[Records]
_ _ _
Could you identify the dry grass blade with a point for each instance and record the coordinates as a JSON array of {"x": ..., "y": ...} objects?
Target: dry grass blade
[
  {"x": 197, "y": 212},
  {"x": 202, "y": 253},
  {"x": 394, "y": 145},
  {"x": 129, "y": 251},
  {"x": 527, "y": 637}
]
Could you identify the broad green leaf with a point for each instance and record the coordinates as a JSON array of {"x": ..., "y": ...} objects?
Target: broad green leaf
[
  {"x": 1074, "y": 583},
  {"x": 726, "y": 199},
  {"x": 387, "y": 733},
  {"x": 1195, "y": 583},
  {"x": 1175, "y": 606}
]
_ _ _
JOB:
Rewrite all the lines of the material above, including the requests, and increase every x and y coordinate in the answers by 80.

CORRECT ANSWER:
Could you identify the dry grass blade with a point for each instance and record the coordinates as a JSON array of {"x": ..., "y": ...} objects?
Target: dry grass blade
[
  {"x": 277, "y": 292},
  {"x": 282, "y": 333},
  {"x": 474, "y": 225},
  {"x": 209, "y": 331},
  {"x": 607, "y": 717}
]
Could you identify the broad green leaf with a point for each instance and record the coordinates as a JSON array of {"x": ..., "y": ...} objects?
Target: broad green leaf
[
  {"x": 1154, "y": 663},
  {"x": 806, "y": 279},
  {"x": 467, "y": 813},
  {"x": 1275, "y": 663},
  {"x": 1255, "y": 686}
]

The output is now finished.